Reproduce each entry below exactly, without omitting any.

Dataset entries
——————

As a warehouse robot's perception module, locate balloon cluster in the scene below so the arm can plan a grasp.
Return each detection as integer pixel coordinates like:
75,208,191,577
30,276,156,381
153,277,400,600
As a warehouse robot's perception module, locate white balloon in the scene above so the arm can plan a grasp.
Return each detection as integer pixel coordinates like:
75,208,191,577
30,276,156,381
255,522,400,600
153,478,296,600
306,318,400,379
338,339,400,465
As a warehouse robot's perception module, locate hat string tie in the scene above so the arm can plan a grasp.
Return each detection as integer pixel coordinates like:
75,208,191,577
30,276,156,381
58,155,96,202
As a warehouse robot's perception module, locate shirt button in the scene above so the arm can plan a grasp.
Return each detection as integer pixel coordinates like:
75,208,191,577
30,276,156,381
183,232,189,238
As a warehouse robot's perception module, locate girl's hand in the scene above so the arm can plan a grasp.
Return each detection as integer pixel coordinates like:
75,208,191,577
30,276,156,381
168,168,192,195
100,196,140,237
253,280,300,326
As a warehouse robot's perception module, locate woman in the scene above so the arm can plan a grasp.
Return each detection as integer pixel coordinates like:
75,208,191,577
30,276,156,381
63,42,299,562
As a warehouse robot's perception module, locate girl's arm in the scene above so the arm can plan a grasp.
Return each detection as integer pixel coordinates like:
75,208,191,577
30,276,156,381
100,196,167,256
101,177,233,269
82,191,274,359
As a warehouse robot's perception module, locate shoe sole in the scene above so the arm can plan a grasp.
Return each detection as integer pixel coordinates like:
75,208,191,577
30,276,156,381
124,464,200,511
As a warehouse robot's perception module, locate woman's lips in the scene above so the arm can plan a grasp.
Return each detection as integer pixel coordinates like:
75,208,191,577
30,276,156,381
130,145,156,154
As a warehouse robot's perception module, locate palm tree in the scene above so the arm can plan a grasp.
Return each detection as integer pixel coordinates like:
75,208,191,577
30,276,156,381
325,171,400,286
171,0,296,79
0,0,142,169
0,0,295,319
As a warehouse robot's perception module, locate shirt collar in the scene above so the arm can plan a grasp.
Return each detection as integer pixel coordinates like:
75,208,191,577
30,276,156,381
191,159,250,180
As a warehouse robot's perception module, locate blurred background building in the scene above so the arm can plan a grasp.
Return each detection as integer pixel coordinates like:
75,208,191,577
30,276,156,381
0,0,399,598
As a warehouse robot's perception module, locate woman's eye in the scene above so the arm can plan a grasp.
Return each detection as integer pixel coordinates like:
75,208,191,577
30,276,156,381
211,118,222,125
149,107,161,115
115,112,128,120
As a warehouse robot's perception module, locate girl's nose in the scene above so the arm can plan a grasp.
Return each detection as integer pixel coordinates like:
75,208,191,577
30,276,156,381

——————

--- YOUR SOLUTION ---
As a warehouse robot's perception module, locate balloon cluster in the scene below so the arm can plan a grasp.
Return each detection as integer pixel coordinates like:
75,208,191,577
30,276,156,381
153,277,400,600
As a warehouse robot's perception module, locate white balloon in the scene above so the arm can plan a grasp.
Return each detection as integer pixel coordinates like:
75,208,191,577
30,276,156,381
255,522,400,600
153,478,296,600
306,318,400,379
338,339,400,465
As a warehouse robot's perception module, locate hat string tie in the scene above so the arm can plan a grasp.
Return each detection as integer pixel coordinates like:
75,208,191,577
30,276,156,381
58,155,96,202
As a warehouse robot's perception module, locate shirt button in the scene above so the arm can plan a grasp.
Return each detection as integer pixel coordinates like:
75,208,191,577
30,276,156,381
183,232,189,238
As a warehouse robot's perception module, locate girl's hand in the scene above so the arm can plan a grasp.
Return each detection as integer pixel coordinates like:
75,208,191,577
30,276,156,381
168,168,192,195
100,196,140,237
253,280,300,326
As a warehouse robot's perception module, locate woman in the scene above so the arm can plan a grasp.
Return each detection as integer pixel coordinates like:
75,208,191,577
30,276,156,381
63,42,299,562
As a warehouse robot's perception module, locate girl's arm in the scene above so the arm can plan a grasp.
Return each detection as integer pixel coordinates like:
75,208,191,577
30,276,156,381
100,196,167,256
101,177,233,269
82,191,274,359
As a warehouse robot's perception module, locate shoe sole in the scene above so the arm can plan a grasp.
Return each detection as integer pixel coordinates like:
75,208,191,577
30,276,156,381
124,464,200,511
As a warehouse robot's perception module, locate woman's lips in the scene above so the arm can plan a grasp.
Return each detection as integer pixel coordinates like:
75,208,191,577
30,276,156,381
130,145,156,154
As a warehouse robot's perception module, locate palm tree in the scene above so the arm can plan a grasp.
Return each detection as integer pixel coordinates like:
75,208,191,577
30,276,156,381
325,171,400,286
171,0,296,79
0,0,142,169
0,0,295,319
As a warehouse robot's perception module, locate shirt collar in the scene above so the arm can plan a grasp.
Return each detection as integer pixel coordinates like:
75,208,191,577
30,276,156,381
191,159,250,180
As a warehouse robot's perception module, locate blurred background building in the scene above so the arm can plan a grasp.
Return each detection as integer pixel coordinates like:
75,208,191,577
30,276,156,381
0,0,399,598
As a warehouse robot's perception module, locate woman's eye in the scene above so the arm can plan a grasp.
Return each detection as integer pixel coordinates like:
75,208,191,577
30,276,156,381
211,118,222,125
149,107,161,115
115,112,128,120
As a warehouse robot's perception module, locate girl's nose in the scene above so the arm can plan a grasp.
Return each detection as integer pixel coordinates like:
75,208,191,577
30,276,156,381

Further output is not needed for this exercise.